** Start **

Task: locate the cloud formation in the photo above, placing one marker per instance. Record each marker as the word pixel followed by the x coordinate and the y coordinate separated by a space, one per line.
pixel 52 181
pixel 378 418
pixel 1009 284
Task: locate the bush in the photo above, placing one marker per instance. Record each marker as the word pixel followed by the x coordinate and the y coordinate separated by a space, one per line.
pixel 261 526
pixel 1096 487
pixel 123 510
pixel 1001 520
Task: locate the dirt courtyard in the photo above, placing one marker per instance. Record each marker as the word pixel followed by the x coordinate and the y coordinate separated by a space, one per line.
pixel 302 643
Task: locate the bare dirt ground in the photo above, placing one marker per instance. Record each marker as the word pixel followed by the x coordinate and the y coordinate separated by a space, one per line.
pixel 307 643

** End **

• _DIRECTIVE_
Put the records above into a Markdown table with the columns Number and Entry. Begin at the line that contains "Task: locate the dirt", stop after the last line of the records, and leave out any blank lines.

• _SOLUTION FOR THIS TASK_
| Number | Entry |
|---|---|
| 1 | Task: locate the dirt courtyard in the photo above, placing one marker per instance. Record each marker as the word pixel followed by the x coordinate and the y coordinate separated by a space, one per line. |
| 2 | pixel 302 643 |
| 3 | Task: locate the bare dirt ground in the photo above, placing one marker per instance. Record each marker as the word pixel followed by the x coordinate and the y coordinate separated by a space, one per line. |
| 4 | pixel 307 643 |